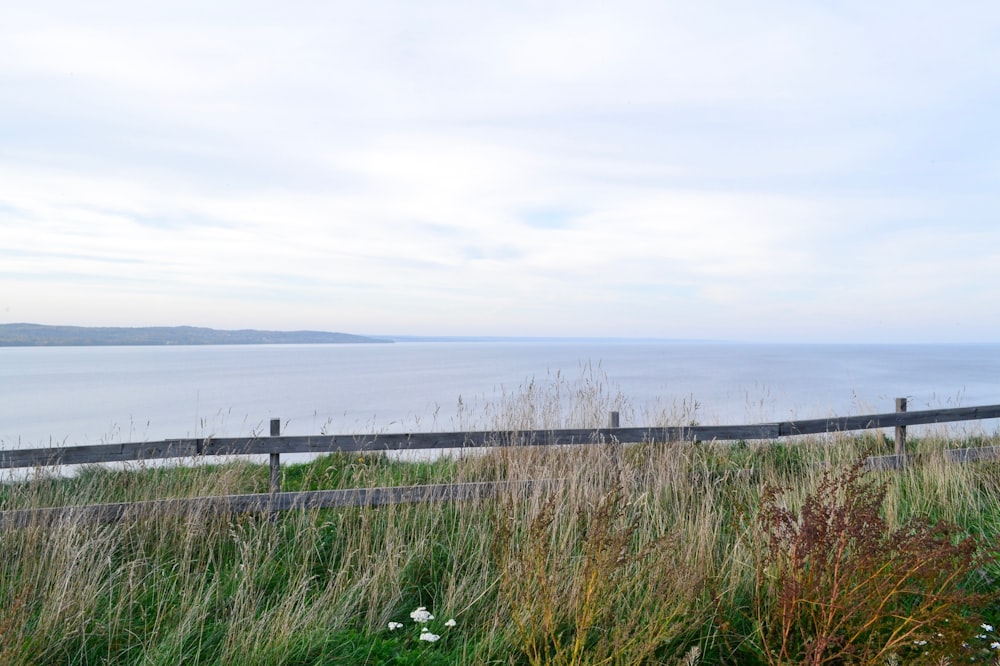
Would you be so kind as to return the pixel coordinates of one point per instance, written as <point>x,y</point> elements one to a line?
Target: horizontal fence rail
<point>238,446</point>
<point>266,502</point>
<point>276,445</point>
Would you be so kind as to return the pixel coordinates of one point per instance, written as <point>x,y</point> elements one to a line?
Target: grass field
<point>746,553</point>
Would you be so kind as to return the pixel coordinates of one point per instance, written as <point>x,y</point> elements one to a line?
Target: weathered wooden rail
<point>276,444</point>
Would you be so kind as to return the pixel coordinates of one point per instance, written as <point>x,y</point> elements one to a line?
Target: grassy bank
<point>692,553</point>
<point>747,553</point>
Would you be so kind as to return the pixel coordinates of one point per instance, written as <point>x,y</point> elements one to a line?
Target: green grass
<point>661,558</point>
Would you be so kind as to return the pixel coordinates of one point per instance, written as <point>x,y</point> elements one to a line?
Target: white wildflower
<point>421,615</point>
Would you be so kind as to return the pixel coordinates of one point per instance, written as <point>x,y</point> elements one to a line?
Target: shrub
<point>835,585</point>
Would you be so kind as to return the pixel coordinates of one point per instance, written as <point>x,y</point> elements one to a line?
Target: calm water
<point>87,395</point>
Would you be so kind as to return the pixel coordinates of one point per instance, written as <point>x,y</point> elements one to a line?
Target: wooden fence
<point>276,444</point>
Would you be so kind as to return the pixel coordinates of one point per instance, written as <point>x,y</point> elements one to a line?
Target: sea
<point>67,396</point>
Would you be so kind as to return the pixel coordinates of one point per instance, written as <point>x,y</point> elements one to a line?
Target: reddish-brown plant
<point>835,585</point>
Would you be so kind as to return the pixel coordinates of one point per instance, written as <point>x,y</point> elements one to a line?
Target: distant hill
<point>38,335</point>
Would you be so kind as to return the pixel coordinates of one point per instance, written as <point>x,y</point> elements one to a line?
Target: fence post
<point>901,431</point>
<point>615,446</point>
<point>275,459</point>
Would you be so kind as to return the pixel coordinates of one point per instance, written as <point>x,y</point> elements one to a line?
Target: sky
<point>754,171</point>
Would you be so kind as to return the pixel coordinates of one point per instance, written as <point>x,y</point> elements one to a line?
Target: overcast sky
<point>784,171</point>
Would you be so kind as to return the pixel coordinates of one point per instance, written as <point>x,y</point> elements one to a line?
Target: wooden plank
<point>973,455</point>
<point>891,420</point>
<point>266,502</point>
<point>231,446</point>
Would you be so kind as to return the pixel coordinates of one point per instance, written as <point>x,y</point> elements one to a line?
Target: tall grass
<point>681,553</point>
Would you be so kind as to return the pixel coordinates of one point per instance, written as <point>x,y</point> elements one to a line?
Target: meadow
<point>785,552</point>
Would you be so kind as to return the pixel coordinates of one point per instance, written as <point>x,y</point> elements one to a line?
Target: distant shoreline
<point>40,335</point>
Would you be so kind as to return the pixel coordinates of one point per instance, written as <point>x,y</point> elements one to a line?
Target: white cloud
<point>577,168</point>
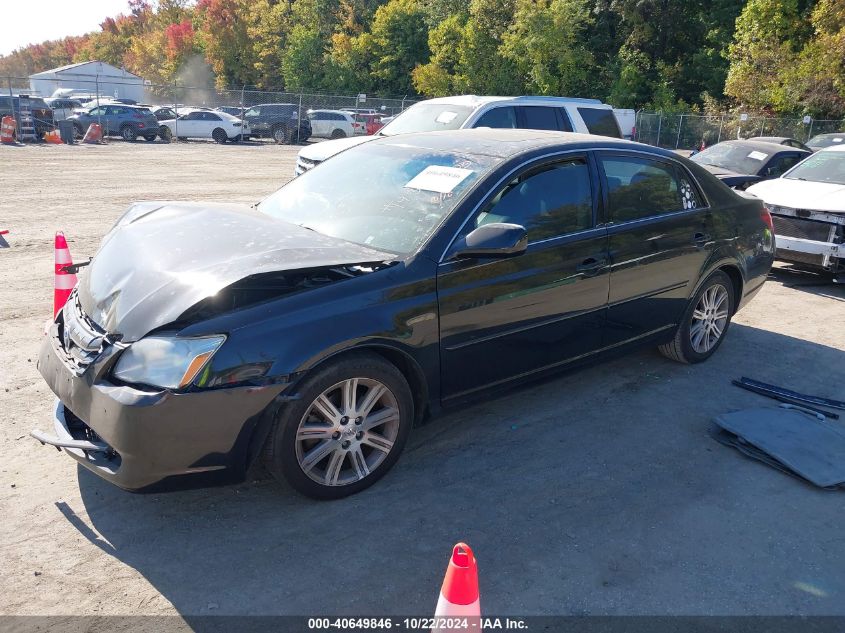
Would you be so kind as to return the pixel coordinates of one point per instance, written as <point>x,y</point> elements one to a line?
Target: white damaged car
<point>807,205</point>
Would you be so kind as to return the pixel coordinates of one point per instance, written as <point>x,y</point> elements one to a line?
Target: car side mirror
<point>496,239</point>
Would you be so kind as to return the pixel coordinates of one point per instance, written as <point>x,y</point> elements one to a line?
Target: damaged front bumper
<point>136,438</point>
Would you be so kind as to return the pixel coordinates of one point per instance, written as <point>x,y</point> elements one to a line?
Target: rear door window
<point>549,201</point>
<point>640,187</point>
<point>600,121</point>
<point>498,118</point>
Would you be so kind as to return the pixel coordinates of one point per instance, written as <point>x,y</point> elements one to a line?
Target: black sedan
<point>739,164</point>
<point>400,277</point>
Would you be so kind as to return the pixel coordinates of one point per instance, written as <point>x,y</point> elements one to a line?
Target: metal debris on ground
<point>796,441</point>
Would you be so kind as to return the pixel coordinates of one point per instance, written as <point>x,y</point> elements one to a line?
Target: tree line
<point>776,57</point>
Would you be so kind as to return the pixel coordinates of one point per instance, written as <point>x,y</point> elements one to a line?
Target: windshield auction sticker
<point>438,178</point>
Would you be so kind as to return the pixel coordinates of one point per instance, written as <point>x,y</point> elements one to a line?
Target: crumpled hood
<point>802,194</point>
<point>161,258</point>
<point>326,149</point>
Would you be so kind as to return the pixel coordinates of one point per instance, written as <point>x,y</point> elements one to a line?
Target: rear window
<point>541,118</point>
<point>600,121</point>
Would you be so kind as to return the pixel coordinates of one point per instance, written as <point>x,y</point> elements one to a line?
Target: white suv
<point>331,123</point>
<point>589,116</point>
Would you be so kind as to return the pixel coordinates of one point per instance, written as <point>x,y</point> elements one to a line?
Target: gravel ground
<point>598,492</point>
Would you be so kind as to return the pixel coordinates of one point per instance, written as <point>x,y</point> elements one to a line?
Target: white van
<point>589,116</point>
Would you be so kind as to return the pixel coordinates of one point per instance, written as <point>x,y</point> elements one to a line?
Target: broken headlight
<point>166,361</point>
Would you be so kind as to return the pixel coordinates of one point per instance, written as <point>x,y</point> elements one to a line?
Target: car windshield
<point>427,117</point>
<point>826,166</point>
<point>826,140</point>
<point>739,158</point>
<point>388,197</point>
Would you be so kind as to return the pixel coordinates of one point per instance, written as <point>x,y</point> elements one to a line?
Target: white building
<point>88,78</point>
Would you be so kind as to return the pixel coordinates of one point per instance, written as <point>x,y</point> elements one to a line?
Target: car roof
<point>773,139</point>
<point>476,101</point>
<point>507,143</point>
<point>762,146</point>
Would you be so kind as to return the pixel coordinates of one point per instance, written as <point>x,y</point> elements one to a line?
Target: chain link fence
<point>54,99</point>
<point>690,131</point>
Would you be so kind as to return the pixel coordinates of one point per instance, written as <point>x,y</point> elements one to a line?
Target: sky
<point>32,22</point>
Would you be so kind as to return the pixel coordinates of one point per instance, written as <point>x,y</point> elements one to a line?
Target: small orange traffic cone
<point>459,594</point>
<point>65,281</point>
<point>52,137</point>
<point>8,125</point>
<point>94,134</point>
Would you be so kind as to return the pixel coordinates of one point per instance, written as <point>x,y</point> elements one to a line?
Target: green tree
<point>546,43</point>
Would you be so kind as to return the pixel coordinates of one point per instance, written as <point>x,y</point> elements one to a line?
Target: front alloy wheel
<point>345,430</point>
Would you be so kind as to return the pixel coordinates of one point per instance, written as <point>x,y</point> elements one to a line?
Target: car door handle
<point>591,265</point>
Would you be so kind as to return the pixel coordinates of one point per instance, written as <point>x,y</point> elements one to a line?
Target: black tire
<point>280,135</point>
<point>681,347</point>
<point>219,135</point>
<point>281,450</point>
<point>128,133</point>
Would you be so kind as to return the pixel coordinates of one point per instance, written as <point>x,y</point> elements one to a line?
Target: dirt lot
<point>599,492</point>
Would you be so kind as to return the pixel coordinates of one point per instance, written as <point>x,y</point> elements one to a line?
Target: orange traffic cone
<point>65,281</point>
<point>53,137</point>
<point>94,134</point>
<point>459,593</point>
<point>8,125</point>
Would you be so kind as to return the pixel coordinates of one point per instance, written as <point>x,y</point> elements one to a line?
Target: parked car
<point>117,119</point>
<point>279,121</point>
<point>63,108</point>
<point>219,126</point>
<point>330,123</point>
<point>42,115</point>
<point>807,204</point>
<point>470,111</point>
<point>782,140</point>
<point>820,141</point>
<point>739,164</point>
<point>401,277</point>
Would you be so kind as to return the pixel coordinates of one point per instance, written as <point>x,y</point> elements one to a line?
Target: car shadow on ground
<point>598,492</point>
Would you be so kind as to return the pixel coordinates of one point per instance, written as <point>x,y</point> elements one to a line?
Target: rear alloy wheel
<point>279,135</point>
<point>347,429</point>
<point>219,135</point>
<point>704,323</point>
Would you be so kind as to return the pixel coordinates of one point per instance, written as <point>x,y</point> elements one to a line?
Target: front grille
<point>804,229</point>
<point>304,164</point>
<point>80,338</point>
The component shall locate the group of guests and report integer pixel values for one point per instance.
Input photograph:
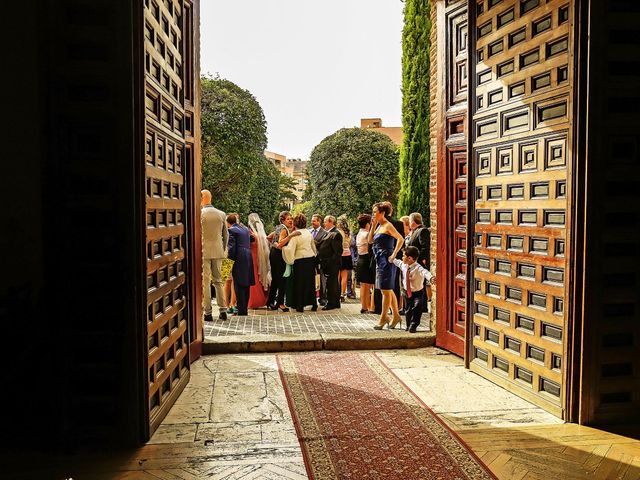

· · · · ·

• _PROBLEM DESCRIPTION_
Produce an exact copy of only those lines that run from the line with "The component shall" to the final line of the records, including both; exclude images.

• _ANSWER BELOW_
The component shall locate the group of guests and report integer pixel values for one point per instance.
Input photograph:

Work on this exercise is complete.